(Recorded data)
## START
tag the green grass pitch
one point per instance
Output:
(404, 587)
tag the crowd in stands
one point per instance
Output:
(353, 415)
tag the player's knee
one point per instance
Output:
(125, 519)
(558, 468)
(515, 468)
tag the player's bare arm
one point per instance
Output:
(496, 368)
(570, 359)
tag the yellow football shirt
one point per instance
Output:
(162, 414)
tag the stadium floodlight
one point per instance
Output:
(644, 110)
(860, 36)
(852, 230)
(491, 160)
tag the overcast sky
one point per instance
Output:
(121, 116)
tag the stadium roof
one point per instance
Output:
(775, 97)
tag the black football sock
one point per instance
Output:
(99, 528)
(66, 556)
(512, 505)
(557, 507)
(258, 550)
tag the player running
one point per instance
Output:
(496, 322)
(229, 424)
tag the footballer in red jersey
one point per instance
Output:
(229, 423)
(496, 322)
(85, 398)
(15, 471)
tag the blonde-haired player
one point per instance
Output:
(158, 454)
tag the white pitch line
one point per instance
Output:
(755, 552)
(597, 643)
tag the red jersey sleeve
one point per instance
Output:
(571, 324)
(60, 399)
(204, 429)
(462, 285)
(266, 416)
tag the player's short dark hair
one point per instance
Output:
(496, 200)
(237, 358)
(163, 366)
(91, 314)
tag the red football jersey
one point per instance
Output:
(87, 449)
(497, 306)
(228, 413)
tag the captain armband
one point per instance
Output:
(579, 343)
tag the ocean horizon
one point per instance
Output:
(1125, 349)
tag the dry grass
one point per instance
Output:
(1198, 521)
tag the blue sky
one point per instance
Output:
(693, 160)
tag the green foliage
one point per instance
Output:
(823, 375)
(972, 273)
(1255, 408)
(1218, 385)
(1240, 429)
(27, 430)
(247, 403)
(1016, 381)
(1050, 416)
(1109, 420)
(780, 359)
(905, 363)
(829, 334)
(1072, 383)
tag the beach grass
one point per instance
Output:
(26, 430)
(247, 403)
## END
▸ Your objective: Express the part of the entries above that begins with the line containing "tag the blue sky" and runs through the last line of the entries as a JSON list of strings, with one string per line. Include that first line, and leave out blank lines.

▸ Final answer:
[
  "tag the blue sky",
  "one point per instance",
  "Output:",
  "(693, 160)",
  "tag the green foliage",
  "one point per instance",
  "Output:",
  "(823, 375)",
  "(972, 273)",
  "(1255, 408)",
  "(1218, 385)",
  "(1240, 429)",
  "(27, 430)",
  "(247, 403)",
  "(1016, 381)",
  "(1050, 416)",
  "(1109, 420)",
  "(780, 359)",
  "(905, 363)",
  "(829, 334)",
  "(1072, 383)",
  "tag the beach grass",
  "one point per instance",
  "Output:",
  "(26, 430)",
  "(247, 403)"
]